**DATA EXTRACTS:**

····················

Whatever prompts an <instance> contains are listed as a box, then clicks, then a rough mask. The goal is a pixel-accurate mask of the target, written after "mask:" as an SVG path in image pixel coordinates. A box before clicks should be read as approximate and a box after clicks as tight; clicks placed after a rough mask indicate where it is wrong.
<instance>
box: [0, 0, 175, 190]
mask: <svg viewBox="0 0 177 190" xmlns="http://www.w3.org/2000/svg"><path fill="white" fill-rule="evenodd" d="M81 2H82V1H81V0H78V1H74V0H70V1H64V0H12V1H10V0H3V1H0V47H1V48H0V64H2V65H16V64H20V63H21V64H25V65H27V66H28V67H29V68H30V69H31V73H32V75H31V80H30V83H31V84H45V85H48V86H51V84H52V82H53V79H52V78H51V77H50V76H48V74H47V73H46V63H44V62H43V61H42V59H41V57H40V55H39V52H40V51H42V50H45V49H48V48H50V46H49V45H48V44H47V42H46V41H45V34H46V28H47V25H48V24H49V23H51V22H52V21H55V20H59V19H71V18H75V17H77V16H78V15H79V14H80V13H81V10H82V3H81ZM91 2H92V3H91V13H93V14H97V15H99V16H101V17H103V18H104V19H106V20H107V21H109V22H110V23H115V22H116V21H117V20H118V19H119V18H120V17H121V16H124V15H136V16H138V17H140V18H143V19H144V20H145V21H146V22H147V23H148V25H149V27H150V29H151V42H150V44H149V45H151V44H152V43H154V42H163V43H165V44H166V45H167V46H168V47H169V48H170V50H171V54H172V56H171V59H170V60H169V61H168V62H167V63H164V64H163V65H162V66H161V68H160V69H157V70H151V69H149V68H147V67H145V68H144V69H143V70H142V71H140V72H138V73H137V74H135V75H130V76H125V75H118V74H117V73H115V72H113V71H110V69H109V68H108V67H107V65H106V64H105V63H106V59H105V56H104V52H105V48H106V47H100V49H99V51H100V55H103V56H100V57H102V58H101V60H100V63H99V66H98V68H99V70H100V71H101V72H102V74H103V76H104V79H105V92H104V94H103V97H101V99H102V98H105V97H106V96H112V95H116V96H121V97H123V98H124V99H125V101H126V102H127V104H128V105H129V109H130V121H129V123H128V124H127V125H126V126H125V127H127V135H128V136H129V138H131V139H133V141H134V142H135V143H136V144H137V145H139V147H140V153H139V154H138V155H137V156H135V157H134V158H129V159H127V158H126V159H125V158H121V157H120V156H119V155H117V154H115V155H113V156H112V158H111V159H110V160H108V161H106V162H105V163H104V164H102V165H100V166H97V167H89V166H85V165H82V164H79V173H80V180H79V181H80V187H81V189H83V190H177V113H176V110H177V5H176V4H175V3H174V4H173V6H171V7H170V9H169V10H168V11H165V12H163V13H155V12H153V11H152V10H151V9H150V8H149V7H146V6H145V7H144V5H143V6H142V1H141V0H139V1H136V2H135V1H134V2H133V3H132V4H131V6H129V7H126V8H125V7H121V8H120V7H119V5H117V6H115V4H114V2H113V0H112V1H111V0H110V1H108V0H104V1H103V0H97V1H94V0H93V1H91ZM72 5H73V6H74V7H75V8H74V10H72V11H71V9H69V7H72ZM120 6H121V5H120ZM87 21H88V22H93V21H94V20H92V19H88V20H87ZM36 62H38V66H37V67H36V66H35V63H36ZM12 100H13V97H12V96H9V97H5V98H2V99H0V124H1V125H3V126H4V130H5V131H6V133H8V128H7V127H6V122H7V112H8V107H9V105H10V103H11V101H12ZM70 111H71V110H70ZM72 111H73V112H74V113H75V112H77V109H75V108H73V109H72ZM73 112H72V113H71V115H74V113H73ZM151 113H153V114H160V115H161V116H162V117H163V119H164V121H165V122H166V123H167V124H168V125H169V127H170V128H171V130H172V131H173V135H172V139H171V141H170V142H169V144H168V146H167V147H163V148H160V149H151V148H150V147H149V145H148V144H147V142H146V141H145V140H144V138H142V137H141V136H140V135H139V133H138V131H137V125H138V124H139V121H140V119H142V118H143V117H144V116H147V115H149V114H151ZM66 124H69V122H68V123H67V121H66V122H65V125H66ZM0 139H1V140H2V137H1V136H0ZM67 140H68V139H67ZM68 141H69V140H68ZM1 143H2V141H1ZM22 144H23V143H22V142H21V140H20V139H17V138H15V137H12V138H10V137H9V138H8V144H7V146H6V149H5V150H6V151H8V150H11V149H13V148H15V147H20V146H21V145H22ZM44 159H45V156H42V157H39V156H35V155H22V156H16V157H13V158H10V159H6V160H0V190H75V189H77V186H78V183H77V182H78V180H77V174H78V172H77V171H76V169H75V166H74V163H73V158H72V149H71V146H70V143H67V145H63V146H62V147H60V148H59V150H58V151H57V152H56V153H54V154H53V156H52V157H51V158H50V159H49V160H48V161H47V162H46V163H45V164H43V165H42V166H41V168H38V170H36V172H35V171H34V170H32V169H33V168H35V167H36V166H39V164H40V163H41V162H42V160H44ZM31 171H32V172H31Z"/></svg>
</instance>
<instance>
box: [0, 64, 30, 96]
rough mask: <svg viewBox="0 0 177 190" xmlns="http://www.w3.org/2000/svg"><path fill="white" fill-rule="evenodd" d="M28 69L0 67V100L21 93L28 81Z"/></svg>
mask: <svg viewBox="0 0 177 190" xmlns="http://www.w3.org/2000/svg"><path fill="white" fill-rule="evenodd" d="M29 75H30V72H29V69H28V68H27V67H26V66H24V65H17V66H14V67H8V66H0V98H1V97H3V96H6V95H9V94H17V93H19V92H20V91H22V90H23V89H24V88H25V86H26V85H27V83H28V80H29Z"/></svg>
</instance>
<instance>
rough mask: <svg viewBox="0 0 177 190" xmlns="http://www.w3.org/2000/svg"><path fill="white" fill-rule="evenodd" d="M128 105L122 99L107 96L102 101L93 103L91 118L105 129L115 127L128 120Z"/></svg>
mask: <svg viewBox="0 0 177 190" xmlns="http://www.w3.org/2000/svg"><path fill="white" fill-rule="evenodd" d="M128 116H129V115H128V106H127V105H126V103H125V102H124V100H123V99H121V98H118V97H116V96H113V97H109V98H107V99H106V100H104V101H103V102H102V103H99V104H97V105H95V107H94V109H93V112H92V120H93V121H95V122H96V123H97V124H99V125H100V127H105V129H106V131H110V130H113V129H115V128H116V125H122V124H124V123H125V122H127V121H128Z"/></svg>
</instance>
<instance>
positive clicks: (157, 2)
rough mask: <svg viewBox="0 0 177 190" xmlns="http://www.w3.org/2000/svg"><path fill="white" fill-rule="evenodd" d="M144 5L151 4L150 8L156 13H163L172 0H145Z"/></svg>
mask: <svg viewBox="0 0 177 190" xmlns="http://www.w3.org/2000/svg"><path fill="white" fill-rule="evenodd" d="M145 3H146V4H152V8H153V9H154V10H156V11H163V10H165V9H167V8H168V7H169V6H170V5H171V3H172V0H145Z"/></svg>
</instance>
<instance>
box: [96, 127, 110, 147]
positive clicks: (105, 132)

····················

**WHAT IS EXPECTED:**
All of the entries above need to be output again exactly.

**ANSWER BELOW:**
Whatever prompts an <instance> contains are listed as a box, then clicks, then a rough mask. The goal is a pixel-accurate mask of the target, written after "mask:" as an SVG path in image pixel coordinates. A box before clicks should be read as approximate and a box after clicks as tight; clicks placed after a rough mask indicate where it is wrong.
<instance>
box: [0, 0, 175, 190]
mask: <svg viewBox="0 0 177 190" xmlns="http://www.w3.org/2000/svg"><path fill="white" fill-rule="evenodd" d="M81 2H82V1H81V0H78V1H74V0H70V1H64V0H12V1H10V0H3V1H0V47H1V48H0V64H2V65H16V64H20V63H21V64H25V65H27V66H28V67H29V68H30V69H31V73H32V75H31V80H30V83H31V84H45V85H48V86H51V84H52V82H53V79H52V78H51V77H50V76H48V74H47V73H46V63H44V62H43V61H42V59H41V57H40V55H39V52H40V51H42V50H45V49H48V48H50V46H49V45H48V44H47V42H46V41H45V34H46V28H47V25H48V24H49V23H51V22H52V21H55V20H59V19H71V18H75V17H77V16H78V15H79V14H80V13H81V10H82V3H81ZM91 2H92V3H91V13H93V14H97V15H99V16H101V17H103V18H104V19H106V20H107V21H109V22H110V23H115V22H116V21H117V20H118V19H119V18H120V17H121V16H124V15H136V16H138V17H140V18H143V19H144V20H145V21H146V22H147V23H148V25H149V27H150V29H151V42H150V44H149V45H151V44H152V43H154V42H163V43H165V44H166V45H167V46H168V47H169V48H170V50H171V54H172V56H171V59H170V60H169V61H168V62H167V63H164V64H163V65H162V66H161V68H160V69H157V70H151V69H149V68H147V67H145V68H144V69H143V70H142V71H140V72H138V73H137V74H135V75H130V76H125V75H118V74H117V73H115V72H113V71H110V69H109V68H108V67H107V65H106V64H105V63H106V59H105V56H104V52H105V48H106V47H100V49H99V51H100V55H103V56H100V57H102V58H101V60H100V63H99V66H98V68H99V70H100V71H101V72H102V74H103V76H104V79H105V92H104V94H103V97H101V99H102V98H105V97H106V96H112V95H116V96H121V97H123V98H124V99H125V101H126V102H127V104H128V105H129V109H130V121H129V123H128V124H127V125H126V126H125V127H127V135H128V136H129V138H131V139H133V141H134V142H135V143H136V144H137V145H139V147H140V153H139V154H138V155H137V156H135V157H134V158H129V159H127V158H126V159H125V158H121V157H120V156H119V155H117V154H115V155H113V156H112V158H111V159H110V160H108V161H106V162H105V163H104V164H102V165H100V166H97V167H89V166H85V165H82V164H79V173H80V180H79V181H80V187H81V189H83V190H177V113H176V110H177V5H176V4H175V3H174V4H173V6H171V7H170V9H169V10H168V11H165V12H163V13H155V12H153V11H152V10H151V9H150V8H149V7H146V6H145V7H144V5H143V6H142V1H141V0H139V1H136V2H135V1H134V2H133V3H132V4H131V6H129V7H126V8H125V7H121V8H120V7H119V5H117V6H115V4H114V2H113V0H112V1H111V0H110V1H108V0H104V1H103V0H97V1H94V0H93V1H91ZM72 5H73V6H74V7H75V8H74V10H72V11H71V9H69V7H72ZM120 6H121V5H120ZM87 21H88V22H93V21H94V20H92V19H88V20H87ZM36 62H38V66H37V67H36V66H35V63H36ZM12 100H13V97H12V96H9V97H5V98H2V99H0V124H1V125H3V126H4V130H5V131H6V133H8V128H7V127H6V122H7V112H8V107H9V105H10V103H11V101H12ZM70 111H71V110H70ZM72 111H73V112H74V113H75V112H77V109H75V108H73V109H72ZM73 112H72V113H71V115H74V113H73ZM151 113H153V114H160V115H161V116H162V117H163V119H164V121H165V122H166V123H167V124H168V125H169V127H170V128H171V130H172V131H173V135H172V139H171V141H170V142H169V144H168V146H167V147H163V148H160V149H151V148H150V147H149V145H148V144H147V142H146V141H145V140H144V138H142V137H141V136H140V135H139V133H138V131H137V125H138V124H139V121H140V119H142V118H143V117H144V116H147V115H149V114H151ZM66 124H69V122H68V123H67V121H66V122H65V125H66ZM0 139H1V140H2V137H1V136H0ZM67 140H68V139H67ZM68 141H69V140H68ZM1 143H2V141H1ZM22 144H23V143H22V142H21V140H20V139H17V138H15V137H12V138H10V137H9V138H8V144H7V146H6V149H5V150H6V151H8V150H11V149H13V148H15V147H20V146H21V145H22ZM44 159H45V156H42V157H39V156H35V155H22V156H16V157H13V158H10V159H6V160H0V190H75V189H77V186H78V183H77V182H78V180H77V174H78V172H77V171H76V169H75V166H74V163H73V158H72V149H71V146H70V143H67V145H63V146H62V147H60V148H59V150H58V151H57V152H56V153H54V154H53V156H52V157H51V158H50V159H49V160H48V161H47V162H46V163H45V164H43V165H42V166H41V168H38V170H36V172H35V171H34V170H32V169H33V168H35V167H36V166H39V164H40V163H41V162H42V160H44ZM31 171H32V172H31Z"/></svg>
</instance>
<instance>
box: [0, 64, 30, 96]
rough mask: <svg viewBox="0 0 177 190" xmlns="http://www.w3.org/2000/svg"><path fill="white" fill-rule="evenodd" d="M28 69L0 67V100L21 93L28 81Z"/></svg>
mask: <svg viewBox="0 0 177 190" xmlns="http://www.w3.org/2000/svg"><path fill="white" fill-rule="evenodd" d="M29 75H30V72H29V69H28V68H27V67H26V66H24V65H17V66H14V67H8V66H0V98H1V97H3V96H6V95H9V94H17V93H19V92H20V91H22V90H23V89H24V88H25V86H26V85H27V83H28V80H29Z"/></svg>
</instance>
<instance>
rough mask: <svg viewBox="0 0 177 190" xmlns="http://www.w3.org/2000/svg"><path fill="white" fill-rule="evenodd" d="M128 105L122 99L107 96L102 101L93 103L91 118L105 129L115 127L128 120Z"/></svg>
mask: <svg viewBox="0 0 177 190" xmlns="http://www.w3.org/2000/svg"><path fill="white" fill-rule="evenodd" d="M128 116H129V115H128V106H127V105H126V103H125V102H124V100H123V99H121V98H118V97H116V96H113V97H109V98H107V99H106V100H104V101H103V102H102V103H99V104H97V105H95V107H94V109H93V112H92V120H93V121H95V122H96V123H97V124H99V125H100V127H105V129H106V131H110V130H113V129H115V128H116V125H122V124H124V123H125V122H127V121H128Z"/></svg>
</instance>
<instance>
positive clicks: (157, 2)
rough mask: <svg viewBox="0 0 177 190" xmlns="http://www.w3.org/2000/svg"><path fill="white" fill-rule="evenodd" d="M144 5L151 4L150 8L156 13H163L172 0H145Z"/></svg>
mask: <svg viewBox="0 0 177 190" xmlns="http://www.w3.org/2000/svg"><path fill="white" fill-rule="evenodd" d="M145 3H146V4H152V8H153V9H154V10H156V11H163V10H165V9H167V8H168V7H169V6H170V5H171V3H172V0H145Z"/></svg>
</instance>
<instance>
box: [96, 127, 110, 147]
positive clicks: (105, 132)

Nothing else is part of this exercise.